━━━━━ SUPPLIED TEXT

RE: ACTION-313: builtins

 

 

Hello,

 

I have the following comments about the built-in functions and operators
proposed by Paula in the
http://www.w3.org/2005/rules/wg/wiki/List_of_functions_and_operators
page.

 

Generally speaking, I think that using those functions is interesting
when:

*         The underlying data model is XML-XSD.

*         The functions are so wildly spread (arithmetic) to be able to
represent their corresponding operators in other languages, although it
may arise potential difference of semantics (overflow...).

 

About the comparison operators, it lacks the '<=' and '>=' in the XPath
library. 

 

Concerning the function on String, I wonder if we should add concat,
encode-for-uri, iri-to-uri and escape-html-uri in the core. 

Could we limit the selection to function without any collation
attribute?

The match function may be difficult to code (regular expression) if
there is no equivalent in the library of the target language.

 

About the dates and times operator, useful for ECA rules and potentially
for PR rules (extended with chronicle), could they be transferred into a
sub-dialect? Their implementation is not so convenient too, except if it
exists a time and date library for the targeted language.

 

Finally, maybe some functions of XPath DM might be interesting for core
http://www.w3.org/TR/xpath-datamodel, in particular some XML accessors
coming from http://www.w3.org/TR/xpath-datamodel/#accessors?

 

Regards. Philippe.

━━━━━━━━━━

**GIVEN INSTRUCTION**:
Proceed with the email on built-in functions and operators, writing on from its last line.

━━━━━ DATA EXTRACT

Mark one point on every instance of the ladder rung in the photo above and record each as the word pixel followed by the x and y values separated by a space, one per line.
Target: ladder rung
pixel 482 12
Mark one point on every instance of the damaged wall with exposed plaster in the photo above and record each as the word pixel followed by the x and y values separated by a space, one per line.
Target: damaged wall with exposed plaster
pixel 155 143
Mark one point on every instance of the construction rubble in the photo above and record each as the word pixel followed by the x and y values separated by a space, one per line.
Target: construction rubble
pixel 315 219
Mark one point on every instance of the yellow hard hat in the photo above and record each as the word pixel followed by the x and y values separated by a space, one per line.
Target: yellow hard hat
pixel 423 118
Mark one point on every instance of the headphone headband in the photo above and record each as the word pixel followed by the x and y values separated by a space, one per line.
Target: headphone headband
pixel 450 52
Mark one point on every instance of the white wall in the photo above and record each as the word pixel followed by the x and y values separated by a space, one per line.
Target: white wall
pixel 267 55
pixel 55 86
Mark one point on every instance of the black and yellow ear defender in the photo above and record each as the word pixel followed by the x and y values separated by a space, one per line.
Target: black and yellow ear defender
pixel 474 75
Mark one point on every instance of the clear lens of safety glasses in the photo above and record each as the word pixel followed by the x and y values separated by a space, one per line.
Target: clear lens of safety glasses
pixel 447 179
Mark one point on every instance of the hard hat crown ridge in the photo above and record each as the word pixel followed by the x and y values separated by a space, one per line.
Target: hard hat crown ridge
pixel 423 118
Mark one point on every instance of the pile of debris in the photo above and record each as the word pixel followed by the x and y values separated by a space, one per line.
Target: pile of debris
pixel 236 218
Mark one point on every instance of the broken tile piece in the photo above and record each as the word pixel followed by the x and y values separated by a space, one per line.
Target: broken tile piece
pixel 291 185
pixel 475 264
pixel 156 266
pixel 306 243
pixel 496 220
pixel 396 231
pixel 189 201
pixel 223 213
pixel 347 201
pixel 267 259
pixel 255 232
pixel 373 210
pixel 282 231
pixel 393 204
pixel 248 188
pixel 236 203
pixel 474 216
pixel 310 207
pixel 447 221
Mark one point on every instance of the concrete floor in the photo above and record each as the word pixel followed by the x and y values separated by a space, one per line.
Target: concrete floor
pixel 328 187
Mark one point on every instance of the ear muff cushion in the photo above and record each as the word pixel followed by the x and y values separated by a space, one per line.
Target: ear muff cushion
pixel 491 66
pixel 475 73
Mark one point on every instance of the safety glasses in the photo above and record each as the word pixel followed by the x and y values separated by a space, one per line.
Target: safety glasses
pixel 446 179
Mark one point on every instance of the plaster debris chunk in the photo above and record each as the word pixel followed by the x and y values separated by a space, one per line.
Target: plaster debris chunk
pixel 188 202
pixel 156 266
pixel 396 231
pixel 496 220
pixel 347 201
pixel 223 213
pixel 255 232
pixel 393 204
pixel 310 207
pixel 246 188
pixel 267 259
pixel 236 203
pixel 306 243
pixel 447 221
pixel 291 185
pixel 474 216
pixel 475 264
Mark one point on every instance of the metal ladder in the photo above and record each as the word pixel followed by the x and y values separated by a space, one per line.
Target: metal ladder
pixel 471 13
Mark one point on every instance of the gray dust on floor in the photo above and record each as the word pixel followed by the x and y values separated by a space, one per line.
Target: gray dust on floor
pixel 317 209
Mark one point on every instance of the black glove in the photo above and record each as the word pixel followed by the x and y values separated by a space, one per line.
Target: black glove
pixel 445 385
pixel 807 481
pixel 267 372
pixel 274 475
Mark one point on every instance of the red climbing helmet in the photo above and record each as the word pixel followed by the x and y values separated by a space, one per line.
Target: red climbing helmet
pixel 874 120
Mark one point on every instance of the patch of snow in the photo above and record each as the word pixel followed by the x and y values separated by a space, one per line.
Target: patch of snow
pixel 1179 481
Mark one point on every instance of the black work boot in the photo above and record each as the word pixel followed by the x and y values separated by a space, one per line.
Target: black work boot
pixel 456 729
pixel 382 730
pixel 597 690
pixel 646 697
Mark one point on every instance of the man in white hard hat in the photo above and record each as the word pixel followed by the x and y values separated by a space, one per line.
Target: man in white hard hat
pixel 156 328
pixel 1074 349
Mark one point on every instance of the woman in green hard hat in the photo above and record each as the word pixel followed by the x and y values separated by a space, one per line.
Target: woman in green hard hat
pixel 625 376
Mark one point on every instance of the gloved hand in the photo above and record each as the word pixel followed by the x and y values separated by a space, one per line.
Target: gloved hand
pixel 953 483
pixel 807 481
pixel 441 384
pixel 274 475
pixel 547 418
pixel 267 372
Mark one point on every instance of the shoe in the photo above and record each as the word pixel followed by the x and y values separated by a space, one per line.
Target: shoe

━━━━━━━━━━

**OUTPUT OF THE TASK**:
-----Original Message-----
From: public-rif-wg-request@w3.org [mailto:public-rif-wg-request@w3.org]
On Behalf Of Axel Polleres
Sent: Tuesday, June 12, 2007 2:17 PM
To: Igor Mozetic
Cc: public-rif-wg@w3.org
Subject: Re: ACTION-313: builtins

 

 

Igor Mozetic wrote:

> 

> Hi,

> 

> I have the action to propose adding/removing builtins functions and 

> operators

> to
http://www.w3.org/2005/rules/wg/wiki/List_of_functions_and_operators

> In addition to what Paula already proposed, I think we need also the

> following (functions that are not easily derivable from the rest):

> 

>    6.2 Operators on Numeric Values

>        6.2.5 op:numeric-integer-divide

>        6.2.6 op:numeric-mod

>    6.4 Functions on Numeric Values

>        6.4.1 fn:abs

>        6.4.2 fn:ceiling

>        6.4.3 fn:floor

>        6.4.4 fn:round

>        6.4.5 fn:round-half-to-even

>    7.2 Functions to Assemble and Disassemble Strings

>        7.2.1 fn:codepoints-to-string

>        7.2.2 fn:string-to-codepoints

> 

> We also need operations on lists/sequences, but I'm not sure if

> we want to completely adopt the XQuery and XPath operators.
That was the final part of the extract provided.